WHAT TO WORK ON: Copy from the first line below down to and including the line with "Would it be possible for you to pinpoint the leafy green". Skip the pictures.

Data excerpts:
===============
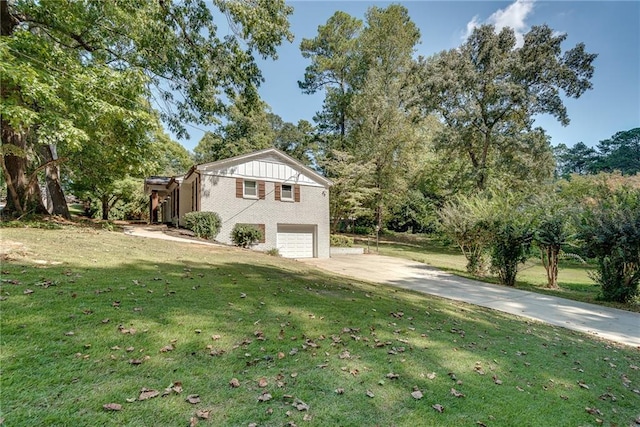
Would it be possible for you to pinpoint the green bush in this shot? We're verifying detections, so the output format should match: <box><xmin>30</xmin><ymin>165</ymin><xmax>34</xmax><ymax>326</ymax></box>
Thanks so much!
<box><xmin>579</xmin><ymin>188</ymin><xmax>640</xmax><ymax>302</ymax></box>
<box><xmin>353</xmin><ymin>226</ymin><xmax>372</xmax><ymax>235</ymax></box>
<box><xmin>265</xmin><ymin>248</ymin><xmax>280</xmax><ymax>257</ymax></box>
<box><xmin>184</xmin><ymin>211</ymin><xmax>222</xmax><ymax>240</ymax></box>
<box><xmin>330</xmin><ymin>234</ymin><xmax>353</xmax><ymax>247</ymax></box>
<box><xmin>231</xmin><ymin>224</ymin><xmax>263</xmax><ymax>248</ymax></box>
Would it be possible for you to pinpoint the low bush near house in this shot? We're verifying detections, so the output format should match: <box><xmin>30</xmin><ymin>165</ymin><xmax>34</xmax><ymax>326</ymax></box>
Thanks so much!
<box><xmin>330</xmin><ymin>234</ymin><xmax>353</xmax><ymax>247</ymax></box>
<box><xmin>184</xmin><ymin>211</ymin><xmax>222</xmax><ymax>240</ymax></box>
<box><xmin>231</xmin><ymin>223</ymin><xmax>263</xmax><ymax>247</ymax></box>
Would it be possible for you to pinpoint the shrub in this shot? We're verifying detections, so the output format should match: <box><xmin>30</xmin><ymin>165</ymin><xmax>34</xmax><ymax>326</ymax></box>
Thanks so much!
<box><xmin>330</xmin><ymin>234</ymin><xmax>353</xmax><ymax>247</ymax></box>
<box><xmin>579</xmin><ymin>188</ymin><xmax>640</xmax><ymax>302</ymax></box>
<box><xmin>231</xmin><ymin>224</ymin><xmax>263</xmax><ymax>248</ymax></box>
<box><xmin>353</xmin><ymin>226</ymin><xmax>372</xmax><ymax>235</ymax></box>
<box><xmin>490</xmin><ymin>220</ymin><xmax>533</xmax><ymax>287</ymax></box>
<box><xmin>184</xmin><ymin>211</ymin><xmax>222</xmax><ymax>240</ymax></box>
<box><xmin>265</xmin><ymin>248</ymin><xmax>281</xmax><ymax>257</ymax></box>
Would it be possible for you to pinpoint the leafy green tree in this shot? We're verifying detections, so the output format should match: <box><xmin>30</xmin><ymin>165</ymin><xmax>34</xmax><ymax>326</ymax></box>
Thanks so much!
<box><xmin>299</xmin><ymin>11</ymin><xmax>363</xmax><ymax>143</ymax></box>
<box><xmin>150</xmin><ymin>130</ymin><xmax>193</xmax><ymax>176</ymax></box>
<box><xmin>418</xmin><ymin>24</ymin><xmax>596</xmax><ymax>191</ymax></box>
<box><xmin>1</xmin><ymin>0</ymin><xmax>293</xmax><ymax>217</ymax></box>
<box><xmin>320</xmin><ymin>150</ymin><xmax>374</xmax><ymax>233</ymax></box>
<box><xmin>553</xmin><ymin>142</ymin><xmax>598</xmax><ymax>177</ymax></box>
<box><xmin>593</xmin><ymin>128</ymin><xmax>640</xmax><ymax>175</ymax></box>
<box><xmin>193</xmin><ymin>96</ymin><xmax>274</xmax><ymax>163</ymax></box>
<box><xmin>269</xmin><ymin>115</ymin><xmax>317</xmax><ymax>165</ymax></box>
<box><xmin>346</xmin><ymin>5</ymin><xmax>424</xmax><ymax>232</ymax></box>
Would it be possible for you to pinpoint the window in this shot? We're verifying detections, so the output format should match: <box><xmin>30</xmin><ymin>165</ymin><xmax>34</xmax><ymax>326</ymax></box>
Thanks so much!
<box><xmin>244</xmin><ymin>180</ymin><xmax>257</xmax><ymax>198</ymax></box>
<box><xmin>281</xmin><ymin>184</ymin><xmax>293</xmax><ymax>201</ymax></box>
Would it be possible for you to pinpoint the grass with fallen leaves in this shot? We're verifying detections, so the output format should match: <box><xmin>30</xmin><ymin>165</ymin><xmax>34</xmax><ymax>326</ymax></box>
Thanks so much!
<box><xmin>355</xmin><ymin>233</ymin><xmax>640</xmax><ymax>312</ymax></box>
<box><xmin>1</xmin><ymin>226</ymin><xmax>639</xmax><ymax>426</ymax></box>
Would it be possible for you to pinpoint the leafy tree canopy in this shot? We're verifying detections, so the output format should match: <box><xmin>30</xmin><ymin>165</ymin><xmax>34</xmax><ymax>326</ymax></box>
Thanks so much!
<box><xmin>418</xmin><ymin>24</ymin><xmax>597</xmax><ymax>191</ymax></box>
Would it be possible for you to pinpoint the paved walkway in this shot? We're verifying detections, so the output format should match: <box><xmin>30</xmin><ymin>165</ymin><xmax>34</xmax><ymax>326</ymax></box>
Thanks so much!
<box><xmin>302</xmin><ymin>254</ymin><xmax>640</xmax><ymax>348</ymax></box>
<box><xmin>123</xmin><ymin>225</ymin><xmax>221</xmax><ymax>247</ymax></box>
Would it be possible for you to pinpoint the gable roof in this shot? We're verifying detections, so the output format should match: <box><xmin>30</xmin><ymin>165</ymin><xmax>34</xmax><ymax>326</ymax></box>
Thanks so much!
<box><xmin>191</xmin><ymin>148</ymin><xmax>333</xmax><ymax>187</ymax></box>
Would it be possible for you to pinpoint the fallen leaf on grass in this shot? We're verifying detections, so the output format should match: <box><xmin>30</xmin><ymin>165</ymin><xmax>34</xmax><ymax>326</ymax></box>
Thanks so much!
<box><xmin>257</xmin><ymin>392</ymin><xmax>272</xmax><ymax>402</ymax></box>
<box><xmin>229</xmin><ymin>378</ymin><xmax>240</xmax><ymax>388</ymax></box>
<box><xmin>189</xmin><ymin>417</ymin><xmax>198</xmax><ymax>427</ymax></box>
<box><xmin>493</xmin><ymin>375</ymin><xmax>503</xmax><ymax>385</ymax></box>
<box><xmin>258</xmin><ymin>378</ymin><xmax>268</xmax><ymax>388</ymax></box>
<box><xmin>432</xmin><ymin>404</ymin><xmax>444</xmax><ymax>413</ymax></box>
<box><xmin>426</xmin><ymin>372</ymin><xmax>437</xmax><ymax>380</ymax></box>
<box><xmin>585</xmin><ymin>407</ymin><xmax>603</xmax><ymax>416</ymax></box>
<box><xmin>293</xmin><ymin>399</ymin><xmax>309</xmax><ymax>411</ymax></box>
<box><xmin>186</xmin><ymin>395</ymin><xmax>200</xmax><ymax>404</ymax></box>
<box><xmin>103</xmin><ymin>403</ymin><xmax>122</xmax><ymax>411</ymax></box>
<box><xmin>577</xmin><ymin>381</ymin><xmax>590</xmax><ymax>389</ymax></box>
<box><xmin>366</xmin><ymin>390</ymin><xmax>375</xmax><ymax>398</ymax></box>
<box><xmin>335</xmin><ymin>388</ymin><xmax>344</xmax><ymax>395</ymax></box>
<box><xmin>450</xmin><ymin>388</ymin><xmax>465</xmax><ymax>398</ymax></box>
<box><xmin>195</xmin><ymin>409</ymin><xmax>210</xmax><ymax>419</ymax></box>
<box><xmin>386</xmin><ymin>372</ymin><xmax>399</xmax><ymax>379</ymax></box>
<box><xmin>163</xmin><ymin>381</ymin><xmax>183</xmax><ymax>396</ymax></box>
<box><xmin>411</xmin><ymin>390</ymin><xmax>423</xmax><ymax>399</ymax></box>
<box><xmin>138</xmin><ymin>388</ymin><xmax>160</xmax><ymax>401</ymax></box>
<box><xmin>159</xmin><ymin>344</ymin><xmax>174</xmax><ymax>353</ymax></box>
<box><xmin>64</xmin><ymin>331</ymin><xmax>74</xmax><ymax>336</ymax></box>
<box><xmin>303</xmin><ymin>413</ymin><xmax>313</xmax><ymax>421</ymax></box>
<box><xmin>24</xmin><ymin>289</ymin><xmax>34</xmax><ymax>295</ymax></box>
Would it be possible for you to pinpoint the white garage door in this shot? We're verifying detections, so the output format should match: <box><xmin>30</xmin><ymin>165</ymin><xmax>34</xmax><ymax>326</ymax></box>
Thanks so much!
<box><xmin>277</xmin><ymin>225</ymin><xmax>315</xmax><ymax>258</ymax></box>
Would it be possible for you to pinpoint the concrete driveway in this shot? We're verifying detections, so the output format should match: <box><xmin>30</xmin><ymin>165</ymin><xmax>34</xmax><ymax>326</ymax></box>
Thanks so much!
<box><xmin>302</xmin><ymin>254</ymin><xmax>640</xmax><ymax>348</ymax></box>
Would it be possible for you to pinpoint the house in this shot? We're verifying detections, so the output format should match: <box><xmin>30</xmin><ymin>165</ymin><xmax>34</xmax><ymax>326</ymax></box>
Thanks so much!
<box><xmin>144</xmin><ymin>148</ymin><xmax>333</xmax><ymax>258</ymax></box>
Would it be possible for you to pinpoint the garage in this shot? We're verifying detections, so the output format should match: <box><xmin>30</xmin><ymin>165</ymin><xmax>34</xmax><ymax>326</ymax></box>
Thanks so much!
<box><xmin>277</xmin><ymin>224</ymin><xmax>316</xmax><ymax>258</ymax></box>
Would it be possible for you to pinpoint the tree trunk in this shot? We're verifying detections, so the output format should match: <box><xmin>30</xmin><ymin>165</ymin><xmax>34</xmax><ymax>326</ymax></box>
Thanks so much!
<box><xmin>541</xmin><ymin>246</ymin><xmax>560</xmax><ymax>289</ymax></box>
<box><xmin>101</xmin><ymin>195</ymin><xmax>110</xmax><ymax>220</ymax></box>
<box><xmin>1</xmin><ymin>119</ymin><xmax>48</xmax><ymax>216</ymax></box>
<box><xmin>39</xmin><ymin>144</ymin><xmax>70</xmax><ymax>219</ymax></box>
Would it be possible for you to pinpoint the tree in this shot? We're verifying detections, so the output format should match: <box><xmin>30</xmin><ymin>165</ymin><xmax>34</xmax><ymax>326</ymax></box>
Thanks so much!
<box><xmin>343</xmin><ymin>5</ymin><xmax>424</xmax><ymax>232</ymax></box>
<box><xmin>593</xmin><ymin>128</ymin><xmax>640</xmax><ymax>175</ymax></box>
<box><xmin>192</xmin><ymin>95</ymin><xmax>274</xmax><ymax>163</ymax></box>
<box><xmin>1</xmin><ymin>0</ymin><xmax>293</xmax><ymax>217</ymax></box>
<box><xmin>150</xmin><ymin>130</ymin><xmax>193</xmax><ymax>176</ymax></box>
<box><xmin>418</xmin><ymin>24</ymin><xmax>596</xmax><ymax>191</ymax></box>
<box><xmin>270</xmin><ymin>115</ymin><xmax>317</xmax><ymax>165</ymax></box>
<box><xmin>299</xmin><ymin>11</ymin><xmax>364</xmax><ymax>152</ymax></box>
<box><xmin>320</xmin><ymin>150</ymin><xmax>374</xmax><ymax>233</ymax></box>
<box><xmin>553</xmin><ymin>142</ymin><xmax>598</xmax><ymax>177</ymax></box>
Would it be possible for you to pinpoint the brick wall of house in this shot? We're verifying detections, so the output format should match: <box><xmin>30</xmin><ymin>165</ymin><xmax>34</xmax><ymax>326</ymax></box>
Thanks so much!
<box><xmin>199</xmin><ymin>174</ymin><xmax>330</xmax><ymax>258</ymax></box>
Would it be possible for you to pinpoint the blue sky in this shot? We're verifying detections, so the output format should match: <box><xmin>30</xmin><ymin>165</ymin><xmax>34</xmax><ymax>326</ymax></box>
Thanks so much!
<box><xmin>176</xmin><ymin>1</ymin><xmax>639</xmax><ymax>151</ymax></box>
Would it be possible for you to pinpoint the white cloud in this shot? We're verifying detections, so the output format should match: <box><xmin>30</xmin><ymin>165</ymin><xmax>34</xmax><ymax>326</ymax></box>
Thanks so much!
<box><xmin>463</xmin><ymin>0</ymin><xmax>535</xmax><ymax>47</ymax></box>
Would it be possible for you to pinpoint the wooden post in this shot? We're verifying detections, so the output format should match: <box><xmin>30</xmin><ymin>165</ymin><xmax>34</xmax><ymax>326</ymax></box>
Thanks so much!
<box><xmin>151</xmin><ymin>191</ymin><xmax>159</xmax><ymax>223</ymax></box>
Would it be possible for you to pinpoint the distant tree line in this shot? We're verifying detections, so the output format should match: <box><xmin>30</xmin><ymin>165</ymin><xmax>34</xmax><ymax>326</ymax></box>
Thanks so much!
<box><xmin>554</xmin><ymin>128</ymin><xmax>640</xmax><ymax>177</ymax></box>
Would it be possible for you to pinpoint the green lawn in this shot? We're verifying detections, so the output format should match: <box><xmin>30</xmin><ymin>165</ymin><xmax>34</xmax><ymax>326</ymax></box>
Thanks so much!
<box><xmin>353</xmin><ymin>233</ymin><xmax>639</xmax><ymax>313</ymax></box>
<box><xmin>1</xmin><ymin>226</ymin><xmax>639</xmax><ymax>426</ymax></box>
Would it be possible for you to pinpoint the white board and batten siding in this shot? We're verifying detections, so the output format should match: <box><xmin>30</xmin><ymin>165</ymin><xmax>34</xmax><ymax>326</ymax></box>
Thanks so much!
<box><xmin>202</xmin><ymin>159</ymin><xmax>324</xmax><ymax>187</ymax></box>
<box><xmin>277</xmin><ymin>225</ymin><xmax>316</xmax><ymax>258</ymax></box>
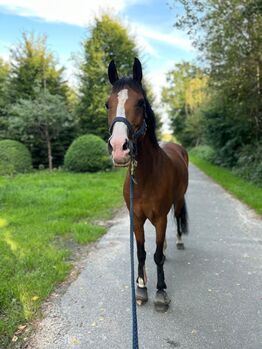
===============
COMPLETED EXERCISE:
Would it be possible for you to pinpoint the green bush in this shot? We're verifying detections, so the output format should match: <box><xmin>30</xmin><ymin>165</ymin><xmax>34</xmax><ymax>326</ymax></box>
Thanks so much!
<box><xmin>579</xmin><ymin>188</ymin><xmax>640</xmax><ymax>302</ymax></box>
<box><xmin>353</xmin><ymin>226</ymin><xmax>372</xmax><ymax>235</ymax></box>
<box><xmin>265</xmin><ymin>248</ymin><xmax>280</xmax><ymax>257</ymax></box>
<box><xmin>184</xmin><ymin>211</ymin><xmax>222</xmax><ymax>240</ymax></box>
<box><xmin>330</xmin><ymin>234</ymin><xmax>353</xmax><ymax>247</ymax></box>
<box><xmin>231</xmin><ymin>224</ymin><xmax>263</xmax><ymax>248</ymax></box>
Would it be possible for you to pinpoint the low bush near house in this shot? We're verifying detections, so the output format should match: <box><xmin>30</xmin><ymin>165</ymin><xmax>34</xmax><ymax>326</ymax></box>
Thanks so much!
<box><xmin>330</xmin><ymin>234</ymin><xmax>353</xmax><ymax>247</ymax></box>
<box><xmin>184</xmin><ymin>211</ymin><xmax>222</xmax><ymax>240</ymax></box>
<box><xmin>231</xmin><ymin>223</ymin><xmax>263</xmax><ymax>247</ymax></box>
Would it be possible for you to pinpoint the shrub in this shot? We're verifying detections, so the output format should match: <box><xmin>30</xmin><ymin>165</ymin><xmax>34</xmax><ymax>326</ymax></box>
Thanks so much!
<box><xmin>330</xmin><ymin>234</ymin><xmax>353</xmax><ymax>247</ymax></box>
<box><xmin>579</xmin><ymin>188</ymin><xmax>640</xmax><ymax>302</ymax></box>
<box><xmin>231</xmin><ymin>224</ymin><xmax>263</xmax><ymax>248</ymax></box>
<box><xmin>353</xmin><ymin>226</ymin><xmax>372</xmax><ymax>235</ymax></box>
<box><xmin>490</xmin><ymin>220</ymin><xmax>533</xmax><ymax>287</ymax></box>
<box><xmin>184</xmin><ymin>211</ymin><xmax>222</xmax><ymax>240</ymax></box>
<box><xmin>265</xmin><ymin>248</ymin><xmax>281</xmax><ymax>257</ymax></box>
Would it be possible for you to pinpoint the leafy green tree in this shot? We're verifying detections, so the output format should match: <box><xmin>30</xmin><ymin>165</ymin><xmax>34</xmax><ymax>326</ymax></box>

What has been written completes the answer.